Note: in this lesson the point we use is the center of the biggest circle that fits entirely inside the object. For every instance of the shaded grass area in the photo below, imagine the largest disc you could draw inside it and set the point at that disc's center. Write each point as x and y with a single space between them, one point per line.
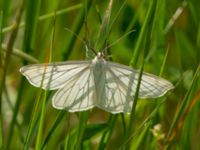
163 35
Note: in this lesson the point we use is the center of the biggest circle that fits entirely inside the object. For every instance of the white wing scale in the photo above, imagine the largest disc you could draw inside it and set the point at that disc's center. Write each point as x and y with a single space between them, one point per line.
79 89
120 87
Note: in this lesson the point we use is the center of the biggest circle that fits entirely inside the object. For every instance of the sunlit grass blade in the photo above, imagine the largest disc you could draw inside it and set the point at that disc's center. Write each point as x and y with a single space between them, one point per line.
182 108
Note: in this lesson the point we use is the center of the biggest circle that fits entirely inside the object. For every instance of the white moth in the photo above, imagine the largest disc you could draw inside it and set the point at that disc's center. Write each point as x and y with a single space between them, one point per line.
83 85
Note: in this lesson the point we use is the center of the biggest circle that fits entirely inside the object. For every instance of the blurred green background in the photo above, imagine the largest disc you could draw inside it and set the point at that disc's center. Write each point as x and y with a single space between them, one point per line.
166 34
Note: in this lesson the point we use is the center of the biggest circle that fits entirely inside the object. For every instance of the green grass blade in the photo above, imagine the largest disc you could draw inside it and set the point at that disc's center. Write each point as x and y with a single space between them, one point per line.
135 57
78 23
183 106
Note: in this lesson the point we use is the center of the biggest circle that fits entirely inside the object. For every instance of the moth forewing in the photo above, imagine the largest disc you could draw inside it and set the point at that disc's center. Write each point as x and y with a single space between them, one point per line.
84 84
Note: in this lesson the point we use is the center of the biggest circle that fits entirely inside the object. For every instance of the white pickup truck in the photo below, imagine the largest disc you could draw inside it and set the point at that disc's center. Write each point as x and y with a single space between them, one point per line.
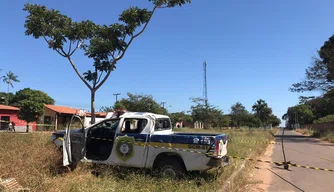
144 140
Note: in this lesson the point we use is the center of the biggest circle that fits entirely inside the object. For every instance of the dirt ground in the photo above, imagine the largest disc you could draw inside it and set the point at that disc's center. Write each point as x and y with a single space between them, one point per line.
261 177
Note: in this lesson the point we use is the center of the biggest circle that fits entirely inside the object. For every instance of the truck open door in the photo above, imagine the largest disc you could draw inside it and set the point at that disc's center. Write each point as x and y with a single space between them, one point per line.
74 144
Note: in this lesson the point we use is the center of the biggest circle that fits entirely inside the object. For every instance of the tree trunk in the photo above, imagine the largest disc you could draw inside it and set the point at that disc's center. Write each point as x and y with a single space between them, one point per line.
92 107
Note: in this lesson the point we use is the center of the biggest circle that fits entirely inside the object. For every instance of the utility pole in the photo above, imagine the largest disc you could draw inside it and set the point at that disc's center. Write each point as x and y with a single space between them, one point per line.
116 94
163 104
205 91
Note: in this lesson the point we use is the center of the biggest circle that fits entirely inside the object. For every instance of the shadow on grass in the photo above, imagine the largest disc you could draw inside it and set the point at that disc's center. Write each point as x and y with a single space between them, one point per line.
125 173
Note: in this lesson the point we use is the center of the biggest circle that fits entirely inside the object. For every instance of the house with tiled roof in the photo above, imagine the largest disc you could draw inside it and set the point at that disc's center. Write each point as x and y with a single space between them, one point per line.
9 114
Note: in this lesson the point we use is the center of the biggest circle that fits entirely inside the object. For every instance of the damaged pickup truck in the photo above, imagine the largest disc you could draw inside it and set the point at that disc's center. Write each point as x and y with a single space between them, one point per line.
143 140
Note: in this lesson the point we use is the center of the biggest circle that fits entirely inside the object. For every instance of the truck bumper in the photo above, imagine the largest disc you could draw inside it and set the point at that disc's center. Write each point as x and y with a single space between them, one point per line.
218 162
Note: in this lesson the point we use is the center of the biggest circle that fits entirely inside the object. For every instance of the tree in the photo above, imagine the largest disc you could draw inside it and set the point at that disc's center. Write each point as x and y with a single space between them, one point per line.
262 111
180 116
116 106
253 121
238 114
320 75
104 44
301 114
208 114
30 111
28 94
9 78
275 121
141 103
6 96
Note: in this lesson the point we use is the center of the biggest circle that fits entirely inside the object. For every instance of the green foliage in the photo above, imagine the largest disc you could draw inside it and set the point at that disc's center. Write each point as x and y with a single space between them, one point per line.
30 111
180 116
141 103
4 96
104 44
320 75
262 111
326 119
303 112
9 78
239 115
253 121
210 115
28 94
275 121
118 105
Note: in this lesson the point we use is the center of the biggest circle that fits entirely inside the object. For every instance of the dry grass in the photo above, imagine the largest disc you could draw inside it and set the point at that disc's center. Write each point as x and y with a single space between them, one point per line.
33 160
325 136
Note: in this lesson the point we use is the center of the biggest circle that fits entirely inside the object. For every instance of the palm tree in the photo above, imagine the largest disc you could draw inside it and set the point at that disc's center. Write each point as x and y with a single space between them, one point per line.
9 78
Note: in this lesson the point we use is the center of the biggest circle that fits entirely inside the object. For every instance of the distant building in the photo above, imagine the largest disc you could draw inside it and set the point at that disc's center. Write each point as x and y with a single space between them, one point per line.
182 124
58 117
10 114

=-=-=-=-=

• Prompt
Leave the pictures out and copy the rest of the data exactly.

• The output
Note: in this lesson the point we use is the center of the biggest circle that fits entirely inside the object. For every instance of the shaded grass area in the photo below, imagine the largest disc you could draw inside it and set the point at that disc's center. Write each point as x and y with a single space between them, one point per line.
163 35
Note: in this lesson the point we use is the center of the biggest circle that fits entirely inside the object. For every instance of the white wing scale in the photo above, imagine the largest disc you could draw inside it and set the point at that disc's center. Write each point as x and y with a single space between them, one point per line.
79 89
120 87
Note: in this lesson the point we use is the center of the biggest circle that fits entirely inside the object. For every instance of the sunlit grass blade in the photo above, imagine the largest disc you could draw inside it and set the point at that disc's center. Write each point as x and y with a single space between them, one point per line.
182 108
Note: in this lesson the point we use is the center of the biggest circle that fits entirely inside the object. For every instance of the white moth in the photo above, imagine the largest disc you could draw inside it and set the point at that disc's center. Write each point as x and y with a single space between them, one point per line.
83 85
Note: in this lesson the point we use is the center of the biggest circle that fits entirely inside the object. For every instance of the blurred green background in the photo above, imagine the largest disc you could draw inside it and set the point at that disc's center. Write each point as x and y with a single space between them, one point per line.
166 34
Note: in this lesson the point we use is the center of the biggest circle that fits entirely inside the object. For every instance of the green grass blade in the photo above, imagine the largest disc you could draw inside it and set the point at that disc's center. Write each point as x and y with a single space between them, one point per line.
135 57
78 23
183 106
Note: in this lesson the point we use is the center of the biggest circle that fits entirely inside the object. For every instance of the moth forewing in the photo above, imagine the largest disc you could draw inside it and set the point at that disc's center. Write each point as x and y with a single space between them, one point per line.
84 84
Note: in this lesson the point we use is the center of the biggest circle that fits entirely inside the object. For every instance of the white pickup truck in the photo below, imagine the largest disc you could draw inside it and set the point at that disc's center. Write each point as x and y with a single space between them, one point per line.
144 140
Note: in this lesson the point we use is the center of the biggest circle that fits entirely inside the object. For every instance of the dirt ground in the photo above, imagine the largest disc you could draw inside it and set the point at that disc's center. Write each point as x and y with a single space between them, one point per line.
261 177
Note: in this lesson the point we use is the center of the biggest circle that fits entirely inside the object. For every instance of the truck open door in the photo above, imagine the largest disc you could draw inside it and set the point at that disc's center. Write each point as x and y with a single space between them, one point per line.
74 144
Note: in this lesson the point we use is the center of the biggest circle that fits entirely inside the object. For every instance of the tree trunk in the photo above, imagine the largest disc you could draw inside it and set the point at that disc's center. Write each point as x and y with a single space between them, one point per line.
92 107
Note: in this lesson the point we use is the center of the biggest circle that fits entirely inside the object. For every instance of the utility pole in the photo above, imagine the largest disc you could draw inside it and set the point at that disc's center. Write each point as x and y with a single space between them, one point per line.
116 94
163 104
205 91
Note: in this lesson the point we use is the center of the biggest circle that fits entirely inside the object. For every instance of the shadow on grass in the photo above, imagine the largest disc you could draw inside it and set the point at that disc's center. Write each point as x and y with a single space between them, one point per line.
125 173
Note: in this lesson the point we use is the center of the biggest circle that fits entirely inside the object. For every instance of the house with tiled roof in the photo above, imagine the largest disc you could draw inside it and set the point at that disc's center. Write each point as x and y with a single space between them, one point per line.
9 114
Note: in this lesson the point we use is the center of the biggest circle that fits entirely inside the object. For every instance of the damaged pickup truck in the photo above, imagine the largest disc you could draw inside it and set the point at that disc's center. Write each point as x and y with a single space between them, one point per line.
143 140
Note: in this lesson the point we use is the center of the biggest circle that fits entirely inside the object. For every instance of the truck bumper in the photo above, imagine the largest disc you could draw inside it and set the point at that disc's center. Write each point as x and y with a single space between them, one point per line.
218 162
Note: in this lesson the point we use is the center of the biggest circle that fits entirely inside the object. For every instance of the tree in the photo above, imagine the largest disc you could draw inside it and set the point at that disc's center. Write each point as x and y with a single space between them, one point per line.
262 111
180 116
116 106
253 121
238 114
320 75
104 44
301 114
208 114
30 111
28 94
9 78
275 121
141 103
6 96
Note: in this lesson the point we use is the center of the biggest circle that fits entirely inside the object. For every instance of the green foliage in the photo above, imagine the largest disc you could draw inside it and set the point at that disc's center. Write each point as x and y with a single space between them, one point per line.
30 111
180 116
141 103
4 96
104 44
320 75
262 111
326 119
303 112
9 78
239 115
253 121
210 115
28 94
275 121
118 105
Note: in this lesson the point we use is the center of the biggest circle that fits entirely inside the object. For every instance of the dry grass in the photo above, imagine the largest disc you could draw inside it and set the point at that disc's center. Write each point as x and y with a single space between them, one point per line.
33 160
325 136
Note: in this lesson the point we use is the center of the biggest circle that fits entirely inside the object. For every instance of the palm tree in the photo above, imagine the largest disc you could draw inside it and set the point at that disc's center. Write each point as x and y with a single space between them, one point per line.
9 78
Note: in this lesson the point we use is the center of the biggest circle that fits entirely inside the object. For every instance of the distant building in the photo above, imagine the largest disc you could draw inside it and set the point at that disc's center. Write each point as x and y with a single space between them, one point per line.
182 124
58 117
10 114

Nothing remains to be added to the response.